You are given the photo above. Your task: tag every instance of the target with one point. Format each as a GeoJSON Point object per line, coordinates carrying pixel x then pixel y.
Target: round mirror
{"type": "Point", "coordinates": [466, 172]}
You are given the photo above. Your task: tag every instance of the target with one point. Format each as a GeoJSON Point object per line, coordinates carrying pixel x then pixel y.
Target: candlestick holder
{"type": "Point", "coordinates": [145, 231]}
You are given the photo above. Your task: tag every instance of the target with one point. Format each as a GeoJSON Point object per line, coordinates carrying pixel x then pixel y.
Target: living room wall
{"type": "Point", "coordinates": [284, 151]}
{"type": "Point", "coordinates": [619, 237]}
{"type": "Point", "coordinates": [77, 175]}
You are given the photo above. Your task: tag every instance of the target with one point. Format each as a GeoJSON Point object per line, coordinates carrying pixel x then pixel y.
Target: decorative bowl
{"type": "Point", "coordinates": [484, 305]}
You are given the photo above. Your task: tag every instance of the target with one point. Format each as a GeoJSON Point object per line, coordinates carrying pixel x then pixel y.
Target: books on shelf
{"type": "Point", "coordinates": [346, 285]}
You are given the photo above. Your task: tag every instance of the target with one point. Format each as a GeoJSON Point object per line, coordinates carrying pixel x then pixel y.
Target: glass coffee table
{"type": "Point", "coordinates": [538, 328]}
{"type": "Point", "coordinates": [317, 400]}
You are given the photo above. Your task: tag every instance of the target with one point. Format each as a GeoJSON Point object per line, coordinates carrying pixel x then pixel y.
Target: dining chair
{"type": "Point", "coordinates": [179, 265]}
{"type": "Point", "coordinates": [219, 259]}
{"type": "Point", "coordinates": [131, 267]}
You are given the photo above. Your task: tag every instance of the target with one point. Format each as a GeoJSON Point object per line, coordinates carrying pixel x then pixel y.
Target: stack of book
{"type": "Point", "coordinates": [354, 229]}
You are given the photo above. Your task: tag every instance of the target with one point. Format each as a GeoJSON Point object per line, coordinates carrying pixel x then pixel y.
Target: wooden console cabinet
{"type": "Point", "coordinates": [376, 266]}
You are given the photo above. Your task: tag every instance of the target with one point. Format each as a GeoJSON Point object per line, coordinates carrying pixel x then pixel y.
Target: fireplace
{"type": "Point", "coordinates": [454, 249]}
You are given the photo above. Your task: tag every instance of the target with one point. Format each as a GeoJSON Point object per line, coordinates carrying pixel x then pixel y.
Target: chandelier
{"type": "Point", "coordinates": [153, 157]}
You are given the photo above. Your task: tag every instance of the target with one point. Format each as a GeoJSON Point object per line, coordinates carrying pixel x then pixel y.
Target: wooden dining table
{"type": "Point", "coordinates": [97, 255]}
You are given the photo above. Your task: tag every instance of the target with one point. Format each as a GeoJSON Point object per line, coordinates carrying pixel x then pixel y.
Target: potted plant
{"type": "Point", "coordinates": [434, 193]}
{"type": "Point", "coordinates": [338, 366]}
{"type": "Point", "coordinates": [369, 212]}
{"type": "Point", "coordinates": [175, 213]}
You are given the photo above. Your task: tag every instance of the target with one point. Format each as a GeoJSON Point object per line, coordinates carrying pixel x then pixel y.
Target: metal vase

* What to produce *
Print every record above. Keep each one exactly as it is.

* Completed exercise *
You are given the photo above. Your task: tag every instance of the target with one point. Format each as a GeoJSON Point object per line, coordinates carrying pixel x then pixel y.
Target: round mirror
{"type": "Point", "coordinates": [466, 172]}
You are given the photo above. Your task: tag every instance of the target with one point. Format each as a GeoJSON Point object per line, coordinates carrying pixel x then pixel y.
Target: candlestick holder
{"type": "Point", "coordinates": [145, 231]}
You are given the photo above. Your task: tag every instance of the target with one point. Format each as a GeoJSON Point object per line, coordinates carrying pixel x then pixel y.
Target: living room wall
{"type": "Point", "coordinates": [284, 151]}
{"type": "Point", "coordinates": [619, 237]}
{"type": "Point", "coordinates": [77, 175]}
You are given the photo above. Your task: tag every instance of the target with one point. Format each as a GeoJSON Point object per line, coordinates carrying pixel x then pixel y.
Target: decorative bowl
{"type": "Point", "coordinates": [484, 305]}
You are given the photo above. Your task: tag every instance of the target with one point. Format each as a GeoJSON Point object per line, coordinates carrying pixel x then pixel y.
Target: books on shelf
{"type": "Point", "coordinates": [346, 285]}
You are given the photo above. Your task: tag every instance of the target with one point. Format each as a GeoJSON Point object per line, coordinates carrying pixel x then pixel y.
Target: glass coffee table
{"type": "Point", "coordinates": [538, 328]}
{"type": "Point", "coordinates": [317, 400]}
You are given the photo above. Your task: tag every instance of the target with one point. Format each as a GeoJSON Point object per line, coordinates carrying pixel x then pixel y.
Target: dining chair
{"type": "Point", "coordinates": [179, 265]}
{"type": "Point", "coordinates": [219, 259]}
{"type": "Point", "coordinates": [131, 267]}
You are given the photo above. Your task: tag every instance of the target with one point. Format each as a GeoJSON Point object per line, coordinates carrying pixel x then pixel y.
Target: stack of book
{"type": "Point", "coordinates": [354, 229]}
You are given the photo above. Your task: tag every instance of the target with one point. Format each as a GeoJSON Point object per line, coordinates carrying pixel x then pixel y.
Target: wooden console cabinet
{"type": "Point", "coordinates": [376, 266]}
You are given the photo above. Your task: tag every instance of the target with one point. Format each as a GeoJSON Point object per line, coordinates carrying pixel x then pixel y.
Target: fireplace
{"type": "Point", "coordinates": [454, 249]}
You are given the photo above. Your task: tag every instance of the target with one point. Format each as a GeoJSON Point object per line, coordinates carrying pixel x then pixel y.
Target: chandelier
{"type": "Point", "coordinates": [153, 157]}
You are given the photo above. Your task: tag every instance of the target with one point. Format each as a GeoJSON Point object per line, coordinates carrying pixel x then pixel y.
Target: wooden dining table
{"type": "Point", "coordinates": [97, 255]}
You are given the photo above. Your task: tag every instance of the target with one point. Format each as a GeoJSON Point object per line, coordinates carrying pixel x then pixel y.
Target: potted plant
{"type": "Point", "coordinates": [434, 193]}
{"type": "Point", "coordinates": [338, 366]}
{"type": "Point", "coordinates": [369, 212]}
{"type": "Point", "coordinates": [175, 213]}
You are given the photo above. Your task: tag every instance of the target with one point. Format each as a GeoJSON Point object per line, coordinates carrying pixel x then pixel y.
Target: metal vase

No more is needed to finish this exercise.